What this task involves: Pull from the data below each line where the word "catkin" occurs, and copy it.

(Free-text object descriptions)

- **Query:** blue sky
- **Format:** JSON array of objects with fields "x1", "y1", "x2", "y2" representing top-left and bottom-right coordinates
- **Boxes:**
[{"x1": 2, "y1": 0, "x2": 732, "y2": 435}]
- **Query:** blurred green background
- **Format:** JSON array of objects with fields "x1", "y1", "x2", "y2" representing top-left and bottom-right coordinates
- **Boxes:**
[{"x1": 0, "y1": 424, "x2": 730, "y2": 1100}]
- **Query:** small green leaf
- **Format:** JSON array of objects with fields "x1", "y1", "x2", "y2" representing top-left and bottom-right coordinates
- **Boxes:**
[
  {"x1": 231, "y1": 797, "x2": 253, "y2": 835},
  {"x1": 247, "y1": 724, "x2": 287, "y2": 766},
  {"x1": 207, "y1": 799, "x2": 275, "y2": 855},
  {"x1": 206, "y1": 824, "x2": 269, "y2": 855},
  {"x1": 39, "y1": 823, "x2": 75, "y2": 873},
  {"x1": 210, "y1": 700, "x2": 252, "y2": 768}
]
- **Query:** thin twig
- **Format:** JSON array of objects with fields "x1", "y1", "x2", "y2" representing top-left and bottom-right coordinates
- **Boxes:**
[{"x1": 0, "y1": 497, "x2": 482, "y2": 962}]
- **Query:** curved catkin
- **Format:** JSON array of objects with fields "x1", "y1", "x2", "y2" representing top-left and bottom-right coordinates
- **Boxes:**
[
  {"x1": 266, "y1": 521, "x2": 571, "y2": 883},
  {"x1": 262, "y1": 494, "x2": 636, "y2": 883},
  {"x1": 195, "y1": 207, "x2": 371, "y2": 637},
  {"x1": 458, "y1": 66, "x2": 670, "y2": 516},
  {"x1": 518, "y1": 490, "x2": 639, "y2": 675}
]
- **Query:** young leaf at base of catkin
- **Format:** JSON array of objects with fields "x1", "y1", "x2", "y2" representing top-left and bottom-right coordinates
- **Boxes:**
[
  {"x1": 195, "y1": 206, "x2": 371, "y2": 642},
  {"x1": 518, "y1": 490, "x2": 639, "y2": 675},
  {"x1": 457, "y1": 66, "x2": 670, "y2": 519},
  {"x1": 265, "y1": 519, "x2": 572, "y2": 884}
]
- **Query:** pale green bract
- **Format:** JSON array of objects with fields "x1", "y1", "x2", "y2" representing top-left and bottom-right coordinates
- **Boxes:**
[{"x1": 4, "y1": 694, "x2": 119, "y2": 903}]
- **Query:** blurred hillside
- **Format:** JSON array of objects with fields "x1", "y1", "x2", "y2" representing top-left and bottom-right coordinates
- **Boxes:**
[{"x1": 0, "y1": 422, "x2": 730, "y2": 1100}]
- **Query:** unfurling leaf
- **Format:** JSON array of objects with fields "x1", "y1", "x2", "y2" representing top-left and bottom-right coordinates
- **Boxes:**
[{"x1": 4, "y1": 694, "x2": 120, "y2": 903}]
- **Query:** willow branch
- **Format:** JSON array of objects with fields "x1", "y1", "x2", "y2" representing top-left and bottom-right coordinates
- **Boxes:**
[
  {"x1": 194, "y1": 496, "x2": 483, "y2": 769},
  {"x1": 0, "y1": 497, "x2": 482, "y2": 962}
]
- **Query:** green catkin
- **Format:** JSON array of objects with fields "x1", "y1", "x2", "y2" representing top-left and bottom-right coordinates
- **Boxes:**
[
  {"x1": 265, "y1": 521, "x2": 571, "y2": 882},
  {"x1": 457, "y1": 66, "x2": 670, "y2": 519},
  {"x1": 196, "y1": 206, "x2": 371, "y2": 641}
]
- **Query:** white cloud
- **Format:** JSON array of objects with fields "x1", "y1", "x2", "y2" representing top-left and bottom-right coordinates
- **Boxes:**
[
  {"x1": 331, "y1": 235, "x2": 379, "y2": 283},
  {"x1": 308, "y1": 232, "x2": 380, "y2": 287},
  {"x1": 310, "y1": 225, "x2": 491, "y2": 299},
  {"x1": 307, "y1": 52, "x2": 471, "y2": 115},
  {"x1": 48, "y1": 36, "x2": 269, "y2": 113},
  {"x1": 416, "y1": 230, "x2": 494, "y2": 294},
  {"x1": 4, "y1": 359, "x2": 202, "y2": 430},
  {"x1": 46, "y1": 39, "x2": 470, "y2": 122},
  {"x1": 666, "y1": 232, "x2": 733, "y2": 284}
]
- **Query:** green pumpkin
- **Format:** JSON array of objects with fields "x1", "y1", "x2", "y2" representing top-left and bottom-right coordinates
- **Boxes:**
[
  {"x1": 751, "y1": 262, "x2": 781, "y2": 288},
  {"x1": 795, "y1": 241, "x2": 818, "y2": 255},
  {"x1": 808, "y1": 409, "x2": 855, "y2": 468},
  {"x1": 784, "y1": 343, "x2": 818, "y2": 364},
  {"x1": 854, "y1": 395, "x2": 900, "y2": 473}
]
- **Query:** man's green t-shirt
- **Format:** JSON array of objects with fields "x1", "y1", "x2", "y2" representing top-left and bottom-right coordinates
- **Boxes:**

Your solution:
- **Query:** curved catkin
- **Query:** young leaf at base of catkin
- **Query:** green catkin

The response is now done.